TEXT PASSAGE.
Canonical wiki statement

Sam Ruby, Fly.io, 2025-05-07:

"Since this support is built on flyctl, I would have received an error had I tried to destroy a volume that is currently mounted. Knowing that gave me the confidence to try the command."

(Source: sources/2025-05-07-flyio-provisioning-machines-using-mcps.)

Load-bearing: "Knowing that gave me the confidence to try the command." The CLI's pre-existing invariant is what let Ruby expose fly volumes destroy via MCP without bolting on an MCP- tier confirmation layer.

Why it's a valuable shape

Three properties of CLIs make this pattern cheap:

  1. Refusals are already implemented. Every production CLI has years of accumulated "don't let the operator shoot themselves in the foot" checks — typically invariants that Support / SRE escalations taught the CLI team to enforce. These invariants are exactly the ones an agent user also needs.
  2. Refusals are authored by humans who understood the domain. An MCP-tier guardrail author would need to re-derive them — "can a volume be destroyed while mounted? I think not, let me check" — duplicating work.
  3. Refusals are enforced at the right layer. The CLI sits between the agent and the cloud API. Even if the MCP server is compromised / prompt-injected / misconfigured, the CLI's invariants still hold because they're checks the underlying API exercise through flags and state. The guardrail is below the wrapper, not embedded in it.

Paired with structured-output reliability

This pattern is the mutation-side twin of concepts/structured-output-reliability — the read-side observation that "our 2020 decision to give flyctl --json mode became load-bearing for MCP in 2025." The mutation-side mirror is "our CLI's decade-old refusal-to-destroy-mounted- volumes invariant becomes load-bearing for mutation-authority MCP in 2025." Both are cases where mature CLI design pays an AI-integration dividend the original authors never intended.

RECORD SET.
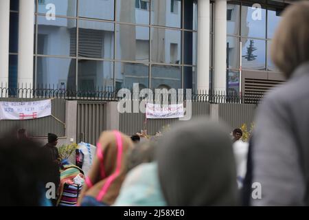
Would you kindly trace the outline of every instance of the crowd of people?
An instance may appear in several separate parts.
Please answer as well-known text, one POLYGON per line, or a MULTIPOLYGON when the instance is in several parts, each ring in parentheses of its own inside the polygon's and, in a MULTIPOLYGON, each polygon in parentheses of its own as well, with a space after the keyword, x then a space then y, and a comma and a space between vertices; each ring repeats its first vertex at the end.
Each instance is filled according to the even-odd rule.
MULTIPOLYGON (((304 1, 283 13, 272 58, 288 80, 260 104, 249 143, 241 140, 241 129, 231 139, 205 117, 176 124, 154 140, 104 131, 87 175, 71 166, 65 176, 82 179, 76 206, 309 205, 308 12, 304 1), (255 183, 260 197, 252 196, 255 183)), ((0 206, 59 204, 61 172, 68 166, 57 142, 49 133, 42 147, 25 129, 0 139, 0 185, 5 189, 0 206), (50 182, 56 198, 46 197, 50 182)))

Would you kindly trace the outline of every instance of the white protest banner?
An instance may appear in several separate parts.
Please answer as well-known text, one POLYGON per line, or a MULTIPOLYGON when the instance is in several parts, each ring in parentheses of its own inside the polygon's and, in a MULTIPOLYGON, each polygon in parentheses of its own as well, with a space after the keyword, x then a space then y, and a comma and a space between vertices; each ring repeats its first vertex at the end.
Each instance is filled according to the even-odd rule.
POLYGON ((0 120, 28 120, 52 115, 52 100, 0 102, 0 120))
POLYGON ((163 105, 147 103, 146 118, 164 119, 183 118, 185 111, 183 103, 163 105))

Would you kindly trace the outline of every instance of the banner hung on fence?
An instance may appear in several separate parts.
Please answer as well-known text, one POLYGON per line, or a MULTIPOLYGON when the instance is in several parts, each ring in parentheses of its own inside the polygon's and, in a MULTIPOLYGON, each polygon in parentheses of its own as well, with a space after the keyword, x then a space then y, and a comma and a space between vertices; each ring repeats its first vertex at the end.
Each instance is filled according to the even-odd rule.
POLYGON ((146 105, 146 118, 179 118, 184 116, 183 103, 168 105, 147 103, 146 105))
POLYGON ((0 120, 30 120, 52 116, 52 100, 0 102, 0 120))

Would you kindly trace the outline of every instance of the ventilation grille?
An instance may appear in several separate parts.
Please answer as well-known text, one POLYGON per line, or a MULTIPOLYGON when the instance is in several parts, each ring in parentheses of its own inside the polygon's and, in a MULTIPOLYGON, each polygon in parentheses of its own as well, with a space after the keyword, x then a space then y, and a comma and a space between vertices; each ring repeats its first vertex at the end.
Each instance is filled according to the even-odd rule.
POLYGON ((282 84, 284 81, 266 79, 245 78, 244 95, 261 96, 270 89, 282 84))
---
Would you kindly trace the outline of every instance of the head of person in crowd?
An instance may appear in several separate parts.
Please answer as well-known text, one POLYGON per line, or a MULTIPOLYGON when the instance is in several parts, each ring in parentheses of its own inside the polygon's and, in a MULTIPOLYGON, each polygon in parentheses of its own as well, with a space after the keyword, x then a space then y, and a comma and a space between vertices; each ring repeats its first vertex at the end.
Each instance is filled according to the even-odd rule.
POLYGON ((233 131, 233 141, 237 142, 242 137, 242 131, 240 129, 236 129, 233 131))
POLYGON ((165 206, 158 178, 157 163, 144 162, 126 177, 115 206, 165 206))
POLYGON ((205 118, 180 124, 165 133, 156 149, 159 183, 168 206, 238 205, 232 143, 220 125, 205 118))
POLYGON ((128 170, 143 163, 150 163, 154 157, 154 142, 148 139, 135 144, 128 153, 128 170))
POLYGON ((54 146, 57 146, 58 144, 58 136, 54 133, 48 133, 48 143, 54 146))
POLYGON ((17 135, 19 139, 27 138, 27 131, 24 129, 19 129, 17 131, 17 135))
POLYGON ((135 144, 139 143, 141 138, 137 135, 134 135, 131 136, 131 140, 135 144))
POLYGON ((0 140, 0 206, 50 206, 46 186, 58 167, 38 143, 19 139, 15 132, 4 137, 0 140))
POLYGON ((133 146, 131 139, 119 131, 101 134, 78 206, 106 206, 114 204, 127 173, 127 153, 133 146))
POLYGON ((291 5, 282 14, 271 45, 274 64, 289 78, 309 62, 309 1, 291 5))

WHAT THE TASK REQUIRES. Could you pick up the passage above on flyctl's built-in refusals as guardrails for MCP and carry it on from its final sentence?

ANSWER TO THE PROBLEM.
Pattern elements

  1. Inherit the CLI's refusal logic unchanged. The MCP wrapper shells out to the CLI; exit code + stderr carry the refusal back to the agent; the agent reports it to the human.
  2. Surface refusals as tool-call failures, not silently retried errors. The MCP server should not try to "work around" an invariant (e.g. "let me umount then retry destroy") — that collapses the safety property. A refusal is a signal the agent should report to the human.
  3. Don't add MCP-tier --force flags. Resist the urge to expose bypasses. The invariant's whole value is that it holds under all callers; adding a force flag at the MCP tier reintroduces the failure mode the CLI invariant prevents.
  4. Rely on the CLI's pre-confirmation prompts sparingly. Some CLIs implement interactive confirmation ("are you sure? [y/n]") that an MCP subprocess can't satisfy without a flag (-y, --confirm, --no-prompt). The wrapper needs a policy on whether to pass the confirmation flag — passing it collapses the confirmation gate; not passing it breaks the tool. Better: prefer CLIs where safety is invariant-based (exit-with-error) not prompt-based (ask- human-at-stdin).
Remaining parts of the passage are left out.